= Exercise requirements =
Which lines in the entries below contain the word "clicks" with its case matching exactly? Pull out each such line in full.

= Record excerpts =
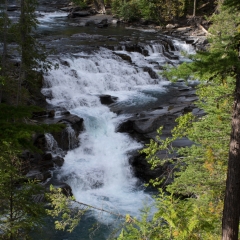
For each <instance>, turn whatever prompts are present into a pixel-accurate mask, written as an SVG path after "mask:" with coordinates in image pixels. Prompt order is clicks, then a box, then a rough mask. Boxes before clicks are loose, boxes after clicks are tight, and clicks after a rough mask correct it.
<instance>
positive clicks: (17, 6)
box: [7, 5, 20, 12]
mask: <svg viewBox="0 0 240 240" xmlns="http://www.w3.org/2000/svg"><path fill="white" fill-rule="evenodd" d="M19 8H20V7H19V6H17V5H8V6H7V11H9V12H12V11H17V10H18V9H19Z"/></svg>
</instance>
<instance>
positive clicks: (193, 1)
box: [193, 0, 197, 17]
mask: <svg viewBox="0 0 240 240" xmlns="http://www.w3.org/2000/svg"><path fill="white" fill-rule="evenodd" d="M196 5H197V0H193V17H195V16H196Z"/></svg>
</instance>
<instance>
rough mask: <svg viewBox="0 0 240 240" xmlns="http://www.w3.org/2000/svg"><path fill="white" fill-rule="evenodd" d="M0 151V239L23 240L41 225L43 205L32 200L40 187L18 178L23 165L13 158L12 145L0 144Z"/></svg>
mask: <svg viewBox="0 0 240 240" xmlns="http://www.w3.org/2000/svg"><path fill="white" fill-rule="evenodd" d="M0 152H1V154H0V193H1V194H0V202H1V208H0V238H1V239H27V238H28V233H29V232H30V231H32V230H35V231H37V230H38V229H40V227H41V225H42V224H43V216H44V215H45V210H44V206H43V205H42V204H40V203H37V202H35V201H34V200H33V196H34V195H37V194H39V193H40V192H41V187H40V185H39V184H36V182H34V181H27V180H26V179H25V178H24V176H23V175H22V171H23V169H24V167H25V164H27V163H26V162H24V161H23V160H20V159H19V158H18V157H17V155H18V154H19V151H17V150H16V149H15V147H14V145H12V144H11V143H6V142H1V144H0Z"/></svg>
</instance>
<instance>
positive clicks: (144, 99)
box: [42, 45, 168, 221]
mask: <svg viewBox="0 0 240 240" xmlns="http://www.w3.org/2000/svg"><path fill="white" fill-rule="evenodd" d="M146 49H148V52H149V55H150V56H148V57H144V56H143V55H141V54H140V53H136V52H134V53H128V52H126V51H121V53H124V54H128V55H129V56H131V59H132V62H133V63H134V65H130V64H129V63H128V62H126V61H123V60H122V59H121V58H120V57H118V56H117V55H115V54H114V53H113V52H111V51H110V50H107V49H104V48H101V49H100V50H99V51H96V52H93V53H91V54H86V53H83V52H82V53H79V54H77V55H74V56H70V55H69V56H62V57H61V60H60V61H59V62H58V63H59V69H56V70H52V71H51V72H50V73H49V74H48V75H47V76H45V87H44V88H43V89H42V93H43V94H45V95H46V96H48V97H49V98H48V100H47V101H48V103H49V104H52V105H54V106H60V107H63V108H66V109H67V110H69V111H70V112H71V113H72V114H76V115H78V116H79V117H82V118H83V119H84V126H85V130H84V132H83V133H82V134H81V135H80V139H79V140H80V146H79V147H78V148H76V149H74V150H72V151H69V152H68V153H67V155H66V156H65V163H64V165H63V167H62V169H61V173H60V174H59V178H60V179H61V180H65V181H66V182H67V183H68V184H69V185H70V186H71V188H72V191H73V194H74V196H75V197H76V199H77V200H78V201H80V202H84V203H86V204H90V205H92V206H95V207H102V208H104V209H107V210H111V211H113V212H117V213H118V212H120V213H121V214H126V213H129V214H131V215H134V216H138V215H139V213H140V211H139V209H141V208H142V207H143V204H146V203H147V204H150V203H152V202H153V199H152V198H151V196H149V195H148V194H147V193H145V192H144V191H143V190H140V189H139V187H138V186H137V182H138V180H137V179H136V178H135V177H134V176H133V174H132V170H131V166H130V165H129V162H128V161H129V160H128V158H129V153H130V152H131V151H133V150H136V149H140V148H141V147H142V145H141V144H139V143H137V142H136V141H134V140H133V139H131V138H130V137H129V136H128V135H127V134H123V133H117V132H116V131H115V129H116V126H117V124H119V122H120V121H122V120H123V119H124V118H126V117H127V116H124V115H121V116H117V115H116V114H115V113H113V112H111V111H110V110H109V108H108V107H106V106H104V105H102V104H101V103H100V100H99V95H101V94H110V95H112V96H116V97H118V102H120V103H121V102H124V104H126V105H128V106H129V105H130V106H132V105H136V104H138V105H141V104H144V103H146V102H154V101H156V98H155V97H153V96H150V95H148V94H146V93H144V91H143V90H144V89H145V90H146V89H148V90H151V89H152V90H154V91H157V92H159V93H161V92H162V91H166V89H165V87H164V85H166V84H168V83H167V82H166V81H163V80H161V79H160V78H159V79H152V78H151V77H150V76H149V74H148V73H147V72H144V71H143V70H142V69H141V68H140V67H142V66H148V67H152V68H153V66H152V65H151V64H150V63H149V62H148V61H149V59H150V60H151V59H153V58H154V59H155V61H156V62H157V63H159V64H162V63H164V62H166V60H167V59H166V58H165V57H164V56H163V55H162V47H161V46H158V45H157V46H156V45H154V46H147V47H146ZM118 52H119V51H118ZM63 62H65V63H64V64H62V63H63ZM104 220H106V219H104ZM110 220H111V218H110V217H109V218H108V221H110Z"/></svg>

= Exercise output =
For each <instance>, turn whatever prompts are present into a pixel-accurate mask, written as an SVG path after "mask:" with coordinates in image pixels. Prompt order is clicks, then a box, then a rough mask. Boxes before clicks are loose, boxes after clicks are tight, and clicks after a rough mask correct it.
positive clicks: (17, 6)
positive clicks: (193, 1)
positive clicks: (144, 99)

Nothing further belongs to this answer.